Print all of the entries below word for word, leaving out the pictures.

■ ■ ■

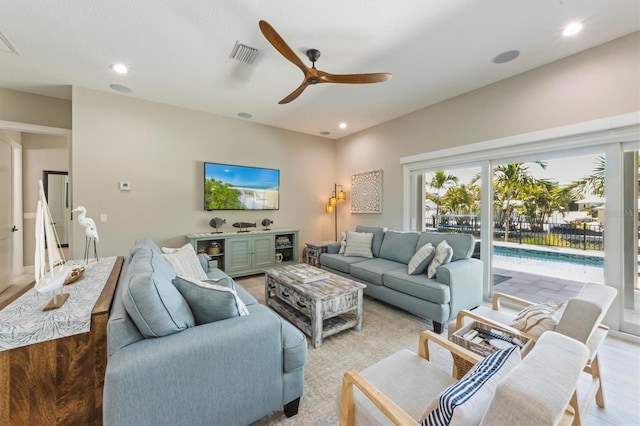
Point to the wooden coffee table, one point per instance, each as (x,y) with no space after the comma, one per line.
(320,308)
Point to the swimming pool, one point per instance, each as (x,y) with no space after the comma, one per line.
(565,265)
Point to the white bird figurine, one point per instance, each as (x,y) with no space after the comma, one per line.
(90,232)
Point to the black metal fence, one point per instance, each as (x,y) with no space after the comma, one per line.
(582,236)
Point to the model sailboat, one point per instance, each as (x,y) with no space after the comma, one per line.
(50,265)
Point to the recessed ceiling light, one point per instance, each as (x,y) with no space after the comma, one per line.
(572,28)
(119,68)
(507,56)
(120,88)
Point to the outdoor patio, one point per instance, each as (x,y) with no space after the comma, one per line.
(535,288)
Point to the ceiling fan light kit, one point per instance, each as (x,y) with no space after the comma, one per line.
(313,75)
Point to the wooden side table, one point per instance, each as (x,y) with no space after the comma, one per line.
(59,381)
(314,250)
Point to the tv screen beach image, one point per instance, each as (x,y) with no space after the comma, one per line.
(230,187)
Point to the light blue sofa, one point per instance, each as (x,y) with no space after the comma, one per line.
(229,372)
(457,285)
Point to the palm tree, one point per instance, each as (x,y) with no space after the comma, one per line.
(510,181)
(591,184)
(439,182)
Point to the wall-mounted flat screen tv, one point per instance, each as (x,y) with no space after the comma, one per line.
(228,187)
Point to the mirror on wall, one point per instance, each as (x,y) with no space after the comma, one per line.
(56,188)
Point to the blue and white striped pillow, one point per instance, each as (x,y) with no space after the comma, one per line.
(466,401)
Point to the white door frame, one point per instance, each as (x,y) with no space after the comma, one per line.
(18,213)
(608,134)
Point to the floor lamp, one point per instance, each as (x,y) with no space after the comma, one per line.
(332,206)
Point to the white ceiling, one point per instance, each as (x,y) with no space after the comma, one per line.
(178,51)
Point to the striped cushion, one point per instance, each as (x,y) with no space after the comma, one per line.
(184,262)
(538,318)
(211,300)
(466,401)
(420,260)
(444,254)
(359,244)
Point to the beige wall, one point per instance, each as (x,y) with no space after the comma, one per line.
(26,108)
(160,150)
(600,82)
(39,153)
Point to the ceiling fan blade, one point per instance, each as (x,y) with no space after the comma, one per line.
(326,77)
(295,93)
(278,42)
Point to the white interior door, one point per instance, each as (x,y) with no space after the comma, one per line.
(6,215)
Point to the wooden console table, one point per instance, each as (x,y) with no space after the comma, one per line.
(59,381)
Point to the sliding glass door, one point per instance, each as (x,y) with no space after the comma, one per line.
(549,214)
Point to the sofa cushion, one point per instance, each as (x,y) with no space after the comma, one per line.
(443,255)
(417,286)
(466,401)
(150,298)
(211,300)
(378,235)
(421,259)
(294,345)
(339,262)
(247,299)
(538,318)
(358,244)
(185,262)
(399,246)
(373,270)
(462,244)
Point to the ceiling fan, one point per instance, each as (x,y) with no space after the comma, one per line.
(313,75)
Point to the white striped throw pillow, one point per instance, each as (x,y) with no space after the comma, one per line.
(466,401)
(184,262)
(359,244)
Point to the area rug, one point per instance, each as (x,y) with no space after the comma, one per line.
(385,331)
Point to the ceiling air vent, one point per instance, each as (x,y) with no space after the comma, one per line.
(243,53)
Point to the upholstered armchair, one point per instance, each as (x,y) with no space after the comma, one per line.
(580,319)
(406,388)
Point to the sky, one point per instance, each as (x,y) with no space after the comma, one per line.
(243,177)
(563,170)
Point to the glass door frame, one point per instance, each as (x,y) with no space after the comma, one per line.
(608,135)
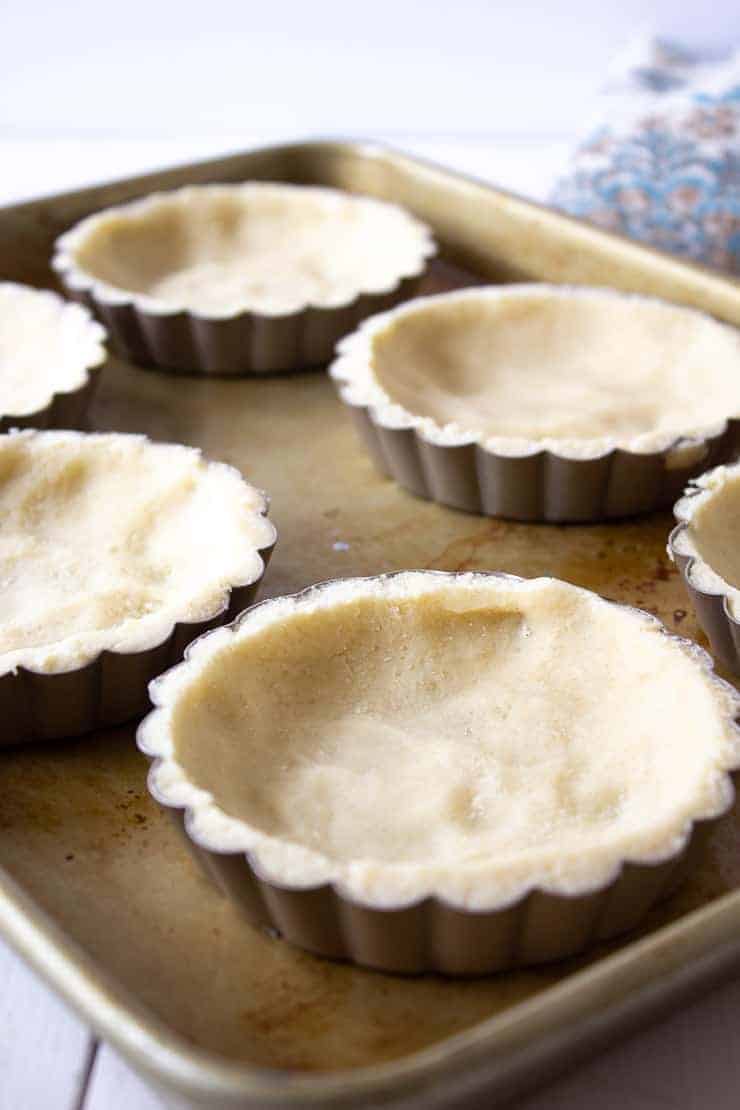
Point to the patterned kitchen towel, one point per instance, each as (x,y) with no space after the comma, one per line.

■ ■ ■

#### ANSWER TO THIS PROBLEM:
Point to the wooden coffee table, one point per instance, each as (x,y) with no space after the comma, one per line.
(320,308)
Point to the swimming pool, one point per instance, each as (x,y) with no space after the comma, one per line.
(565,265)
Point to the white bird figurine, one point per instance, each as (x,y) with no space after the comma, one per line.
(90,232)
Point to the black metal fence, one point per instance, each as (x,y) with no space after the comma, one per line.
(582,236)
Point to the model sailboat, one point per instance, each as (x,y) with no space after the comma, one per line.
(50,265)
Point to the recessed ceiling light, one point per instance, each as (x,y) with no space after the comma, one per line.
(572,28)
(119,68)
(507,56)
(120,88)
Point to the outdoor patio, one point per instance, each as (x,y) with no space after the comma, one per line.
(535,288)
Point to the ceiling fan light kit, one point per instance, each as (x,y) with no space after the comma, one per line.
(313,75)
Point to the wooden side table, one point per instance, each as (x,y) with no space after the comma, one per line.
(59,381)
(314,250)
Point to the tv screen beach image, one point per instance, each as (x,y) with no space after the comma, one per line.
(230,187)
Point to the light blue sofa, one point per instance, each as (x,y) with no space after the comma, one per line.
(229,372)
(457,285)
Point to the palm tree, one point per instance, each as (x,y) with no space after the comma, one per line.
(510,181)
(591,184)
(439,182)
Point to the wall-mounted flat screen tv, one point per instance, each as (x,y) with no space after the comma, one per line.
(228,187)
Point to the mirror on wall, one point per instance, each as (x,y) with no space after the comma, one per line.
(56,188)
Point to the blue and white striped pillow, one point per instance, each as (x,y) with no space after the comma, one per line.
(466,401)
Point to the white door frame, one point per instance, each as (x,y) with no space after the comma, one per line.
(18,213)
(608,134)
Point to the floor lamp, one point per instance, each as (x,y) with no space after the comma, one per line.
(332,206)
Point to the white ceiling, one point per instance, each as (x,y) with no space after the comma, one per line.
(178,51)
Point to the striped cushion, one point per instance, each as (x,y) with no space after the comma, one per line.
(184,262)
(538,318)
(211,300)
(466,401)
(420,260)
(444,254)
(359,244)
Point to the beige wall, one point per instance, each as (x,y) with no space after the comma, one per line.
(26,108)
(160,150)
(600,82)
(39,153)
Point to the ceiling fan blade, one point per instance, each as (x,y) with no space after the comma, one per line.
(326,77)
(295,93)
(278,42)
Point to the white interior door, one point per instance, each as (x,y) with no space after the comma, one per line.
(6,215)
Point to the wooden console table, one point per instance, each as (x,y) with no space after the comma, one per line.
(59,381)
Point to the sliding glass door, one point per instance, each as (x,y) with no space after the comma, one per line.
(549,214)
Point to the sofa cushion, one point per instance, each as (x,y) with no space after the comma, one per line.
(443,255)
(417,286)
(466,401)
(150,298)
(211,300)
(378,235)
(421,259)
(294,345)
(339,262)
(247,299)
(538,318)
(358,244)
(185,262)
(399,246)
(373,270)
(462,244)
Point to the ceiling fan, one point per instance, each as (x,y) with no space after the comma, one per line.
(313,75)
Point to the white striped throw pillow, one point per instance, each as (x,y) with no space after the comma, one per line.
(466,401)
(184,262)
(359,244)
Point to the area rug, one point per instance, each as (x,y) with no space after the comma, one per line.
(385,331)
Point to the ceiling air vent, one point per instance, each as (x,y) with no space after the comma, one per line.
(243,53)
Point to the upholstered armchair, one point per instance, each as (x,y) with no space after the comma, one per line.
(580,319)
(406,388)
Point to the sky, one point per instance, each as (x,y) with no space after the comma, one per line.
(243,177)
(563,170)
Point to the glass door frame, one point per instance, each as (x,y) with no space after the comma, one per line.
(608,135)
Point to the patterned kitchen towel, one point per instance, each as (x,y) with no space after the comma, one per line.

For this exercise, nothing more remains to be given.